START EXERCISE TEXT

CVA, including transient ischemic attacks (TIA), as well as ischemic and hemorrhagic strokes, represent the second most prevalent causes of mortality worldwide,4,5 and are considered to be the main cause of disability in the elderly.6–8 One-third of patients experiencing a stroke show high levels of disability after 1 year.9,10 About 7%–12% of patients who experienced a previous TIA will experience an ischemic stroke within 1 year (with an additional 4%–7% of patients experiencing strokes after 5 years from the initial TIA).10,18 AMI and strokes are associated with a 15%–25%11–16 and 30%–60%9 1-year mortality rate, respectively. The risk of recurrence is remarkable for strokes.9 The Italian Longitudinal Study on Aging (ILSA) has estimated an annual incidence of 196,000 strokes, of which 20% represent relapsing episodes.19
On the other hand, hip fractures in the elderly Italian population are progressively increasing, with a 15%–25% 1-year mortality rate,20,21 and a high risk of disability.22–25 In Italy, about 18,000 elderly people per year become completely disabled as a consequence of hip fractures.2 For these reasons, the World Health Organization considers osteoporosis and osteoporotic fractures to be as critical a health problem as AMI and strokes.3 In our previous research, we have shown how the incidence and costs of hip fractures are comparable to those of AMI.26 As osteoporotic fractures are becoming a major health care problem in countries characterized by an increasing number of older adults, in this study we aimed to compare the incidence and costs of hip fragility fractures suffered by elderly people in Italy versus major cardiovascular events (strokes and AMI) occurring in the whole adult population.
Information concerning all hospitalizations that have occurred in Italy is registered in hospital discharge records maintained at the Italian Ministry of Health. This information is anonymous and includes patients’ age, diagnosis, procedures performed, and length of hospital stay. In the present study we have analyzed the number of hospitalizations occurring in Italy because of hip fractures, AMI, and strokes, considering also the direct costs related to hospitalization and rehabilitation. As these were observational analyses of anonymous numerical data, no approval from an ethical committee was required.27 We focused on the hospitalization data available for consultations, which corresponded with the period from 2001 to 2005.

END EXERCISE TEXT
START THE DATA

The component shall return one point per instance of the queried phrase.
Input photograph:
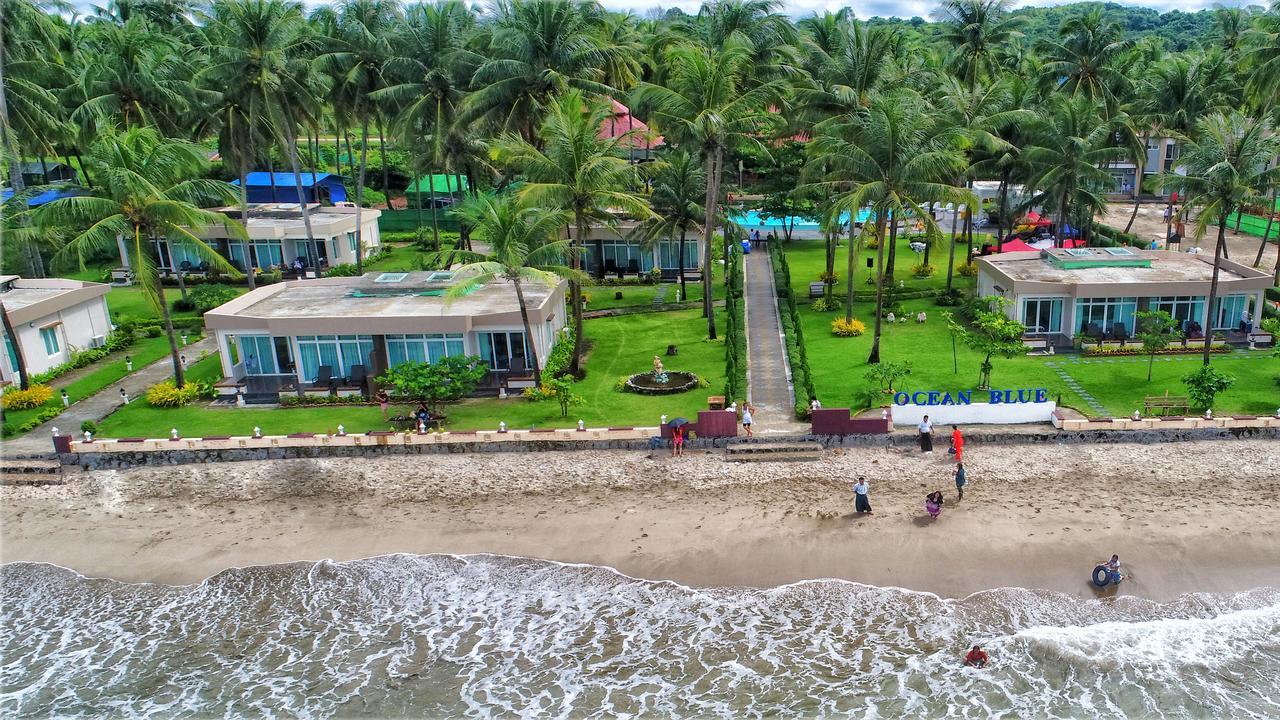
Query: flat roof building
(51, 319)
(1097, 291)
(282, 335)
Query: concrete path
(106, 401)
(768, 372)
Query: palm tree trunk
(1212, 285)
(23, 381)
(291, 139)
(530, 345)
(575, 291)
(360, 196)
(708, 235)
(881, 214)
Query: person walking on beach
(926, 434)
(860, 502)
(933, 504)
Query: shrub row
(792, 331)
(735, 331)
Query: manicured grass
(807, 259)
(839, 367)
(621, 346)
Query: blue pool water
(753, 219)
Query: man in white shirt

END THE DATA

*QUESTIONS*:
- A) In the text on hip fractures and cardiovascular events in Italy, how many strokes per year did the Italian Longitudinal Study on Aging estimate?
- B) List each kind of information that the text on hip fractures and cardiovascular events in Italy says is included in the hospital discharge records.
- C) From the text on hip fractures and cardiovascular events in Italy, extract the passage starting with "Information concerning all" and going on through "2001 to 2005.".

*WRITTEN ANSWERS*:
- A) 196,000 strokes per year, 20% of which are relapsing episodes.

- B) Patients' age, diagnosis, procedures performed, and length of hospital stay.

- C)
Information concerning all hospitalizations that have occurred in Italy is registered in hospital discharge records maintained at the Italian Ministry of Health. This information is anonymous and includes patients’ age, diagnosis, procedures performed, and length of hospital stay. In the present study we have analyzed the number of hospitalizations occurring in Italy because of hip fractures, AMI, and strokes, considering also the direct costs related to hospitalization and rehabilitation. As these were observational analyses of anonymous numerical data, no approval from an ethical committee was required.27 We focused on the hospitalization data available for consultations, which corresponded with the period from 2001 to 2005.